» **WORK REQUIRED**: Which lines in the entries below contain the string "plank"? Show every such line in full; case counts.

» **DATA PROVIDED**:
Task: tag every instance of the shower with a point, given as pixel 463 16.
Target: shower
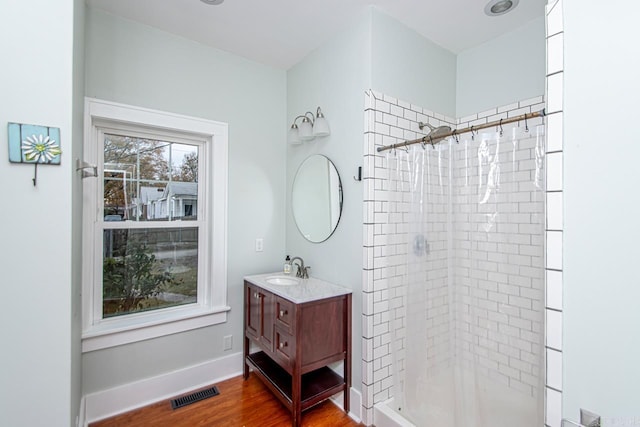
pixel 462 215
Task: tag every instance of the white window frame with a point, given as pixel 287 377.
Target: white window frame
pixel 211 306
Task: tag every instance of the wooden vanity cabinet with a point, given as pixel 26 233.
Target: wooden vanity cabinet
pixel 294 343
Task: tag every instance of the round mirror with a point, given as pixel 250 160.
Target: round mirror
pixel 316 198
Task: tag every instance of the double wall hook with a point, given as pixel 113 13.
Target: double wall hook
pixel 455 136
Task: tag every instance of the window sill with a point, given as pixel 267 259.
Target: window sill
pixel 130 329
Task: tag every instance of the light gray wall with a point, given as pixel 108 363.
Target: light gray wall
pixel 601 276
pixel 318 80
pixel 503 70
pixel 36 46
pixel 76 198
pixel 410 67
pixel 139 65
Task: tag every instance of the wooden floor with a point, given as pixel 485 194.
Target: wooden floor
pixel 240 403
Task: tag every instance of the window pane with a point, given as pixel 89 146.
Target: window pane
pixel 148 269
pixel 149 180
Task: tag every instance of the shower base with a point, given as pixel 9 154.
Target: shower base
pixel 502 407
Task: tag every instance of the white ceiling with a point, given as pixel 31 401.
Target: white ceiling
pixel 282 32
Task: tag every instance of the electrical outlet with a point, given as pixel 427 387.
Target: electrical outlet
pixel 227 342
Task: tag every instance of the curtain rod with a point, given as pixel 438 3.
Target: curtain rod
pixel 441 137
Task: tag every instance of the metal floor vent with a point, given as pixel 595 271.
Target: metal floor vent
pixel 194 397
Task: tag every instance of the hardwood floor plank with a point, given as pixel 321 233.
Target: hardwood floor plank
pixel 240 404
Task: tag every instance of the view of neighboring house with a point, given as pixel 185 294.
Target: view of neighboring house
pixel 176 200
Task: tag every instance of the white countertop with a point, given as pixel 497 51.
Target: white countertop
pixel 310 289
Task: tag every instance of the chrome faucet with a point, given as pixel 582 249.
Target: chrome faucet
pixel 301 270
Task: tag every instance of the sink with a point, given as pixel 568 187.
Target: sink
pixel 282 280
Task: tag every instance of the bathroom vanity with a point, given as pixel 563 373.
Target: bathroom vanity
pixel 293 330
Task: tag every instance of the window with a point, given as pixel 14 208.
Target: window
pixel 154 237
* * *
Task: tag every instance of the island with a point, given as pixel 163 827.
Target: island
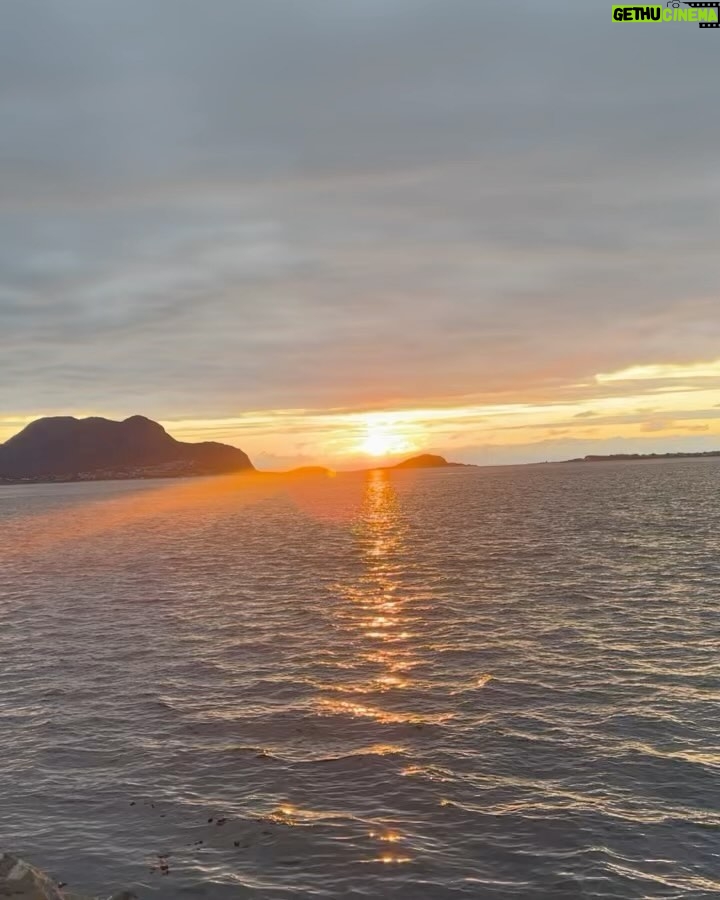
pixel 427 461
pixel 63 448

» **EXPECTED OUTPUT**:
Task: tag every instance of the hardwood floor plank with a point, given as pixel 321 233.
Target: hardwood floor plank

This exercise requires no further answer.